**Problem:** Reproduce the material word for word; the images stay out.

────

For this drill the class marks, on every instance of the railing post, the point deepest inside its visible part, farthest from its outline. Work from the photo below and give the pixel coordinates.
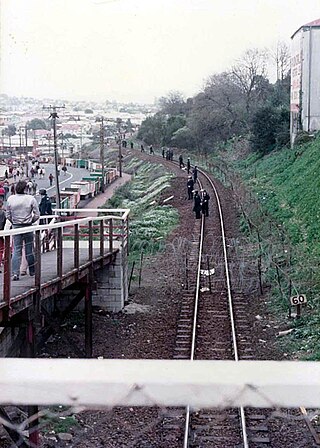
(88, 320)
(110, 235)
(101, 238)
(59, 253)
(37, 267)
(76, 246)
(32, 409)
(90, 241)
(7, 270)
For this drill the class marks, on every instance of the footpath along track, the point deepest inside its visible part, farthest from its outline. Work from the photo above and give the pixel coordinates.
(213, 325)
(129, 337)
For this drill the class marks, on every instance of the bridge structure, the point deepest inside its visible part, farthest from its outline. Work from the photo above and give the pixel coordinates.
(75, 252)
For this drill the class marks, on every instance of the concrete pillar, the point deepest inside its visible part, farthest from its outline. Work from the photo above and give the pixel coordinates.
(112, 284)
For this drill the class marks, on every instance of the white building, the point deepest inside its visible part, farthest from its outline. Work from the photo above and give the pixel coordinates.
(305, 79)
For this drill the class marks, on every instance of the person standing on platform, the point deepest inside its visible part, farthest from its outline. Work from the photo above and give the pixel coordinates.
(6, 189)
(45, 207)
(205, 203)
(190, 185)
(188, 165)
(2, 224)
(22, 211)
(197, 205)
(2, 193)
(195, 174)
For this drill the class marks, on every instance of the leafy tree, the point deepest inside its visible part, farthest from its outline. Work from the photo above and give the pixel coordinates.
(129, 126)
(183, 138)
(171, 126)
(247, 74)
(270, 127)
(172, 104)
(10, 130)
(152, 130)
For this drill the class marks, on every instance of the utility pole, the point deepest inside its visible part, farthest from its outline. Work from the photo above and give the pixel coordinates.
(120, 153)
(26, 142)
(54, 116)
(102, 152)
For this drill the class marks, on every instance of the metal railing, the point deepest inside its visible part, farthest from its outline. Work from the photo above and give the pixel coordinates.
(71, 242)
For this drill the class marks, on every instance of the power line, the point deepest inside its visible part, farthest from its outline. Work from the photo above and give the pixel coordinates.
(54, 116)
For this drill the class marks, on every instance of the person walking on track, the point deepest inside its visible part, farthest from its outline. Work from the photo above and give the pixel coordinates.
(22, 211)
(190, 185)
(197, 205)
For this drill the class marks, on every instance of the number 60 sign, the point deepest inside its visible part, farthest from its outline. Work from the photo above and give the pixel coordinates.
(298, 300)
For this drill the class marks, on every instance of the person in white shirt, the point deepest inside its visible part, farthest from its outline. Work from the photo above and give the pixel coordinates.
(22, 211)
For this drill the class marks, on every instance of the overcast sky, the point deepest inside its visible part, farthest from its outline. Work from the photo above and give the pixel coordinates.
(134, 50)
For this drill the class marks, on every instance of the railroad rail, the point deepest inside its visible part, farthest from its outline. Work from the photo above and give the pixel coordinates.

────

**Expected answer:**
For this drill the class marks, on every instance of the railing post, the point deepest inside its visible part, farthest from its outline. Work from the photo below and give the pixel coordinates.
(88, 320)
(110, 235)
(101, 238)
(59, 253)
(37, 267)
(76, 246)
(32, 409)
(90, 241)
(7, 270)
For this drill the class marks, on every instance of the footpath along track, the point deepest inside its visible part, farthest from its outline. Work from the photo above and give the pixel coordinates.
(213, 325)
(129, 337)
For this drill the class marks, on every instance of the bridge structure, the point deepest inside its visible part, farthest from its outline. Work from the photo above and give the pixel coordinates.
(75, 252)
For this drill the class marks, on every instance of the concrete pillar, the point deepest inside its visible part, farthest from its outline. Work from the photo above and give the pixel coordinates.
(112, 284)
For this drill the class marks, on every instance of the white building, the point deepest inside its visible part, farthest from its outline. Work from the photo above and give the pixel coordinates.
(305, 79)
For this drill the class marks, on every instance of the person standing on platform, the point deepest inside its visible part, farthest from its outline. Work from the photo above and give the pixel coordinates.
(6, 189)
(45, 207)
(205, 203)
(190, 185)
(188, 165)
(2, 224)
(22, 211)
(197, 205)
(2, 193)
(195, 174)
For this drill the class marks, on every instance of the leafy tree, the point deepest inside its visible part, farthest from its outline. Work from the photo above and give the pixel coordinates.
(129, 126)
(183, 138)
(171, 126)
(247, 74)
(270, 127)
(172, 104)
(10, 130)
(152, 130)
For this drill the class marks, on every instance of the utility pole, the point deepest inside its visible part, farthest from its outline. Work from the photo above and give the pixel coordinates.
(120, 153)
(26, 142)
(54, 116)
(102, 152)
For this drill the class marks, on every instance of the metal railing, the point deepest inside its visible part, farthest from its outline. Work from the photo above and give the pixel coordinates.
(71, 242)
For this drill the class marks, on every instance of the power line, the point deepest inside its visible part, farthest from its outline. Work from the photo above and give the pixel coordinates.
(54, 116)
For this drill the class marks, on every instance of the person walking on track, the point deepest inside its visible part, farthest from its outline. Work from the photo above and give the pixel coordinates.
(22, 211)
(190, 185)
(197, 205)
For this drill the class marks, on every instance of the number 60 sign, the point deepest inside its visible part, farthest from its outline. Work from the photo above and give the pixel coordinates.
(298, 300)
For this drill the class marks, on every instance of the person in white shirt, the point deepest inside its visible part, farthest from its outline. Work from the photo above and give the pixel coordinates.
(22, 211)
For this drill the class marks, on every instance of the overcast sky, the point deepest inside its visible part, farthest from its outline. Work from the photo above and give the pixel coordinates.
(134, 50)
For this drill the class marks, on every instance of the railroad rail, the point deepest inside its visible part, farthest from its outline. Work from the photo above and give the pixel coordinates.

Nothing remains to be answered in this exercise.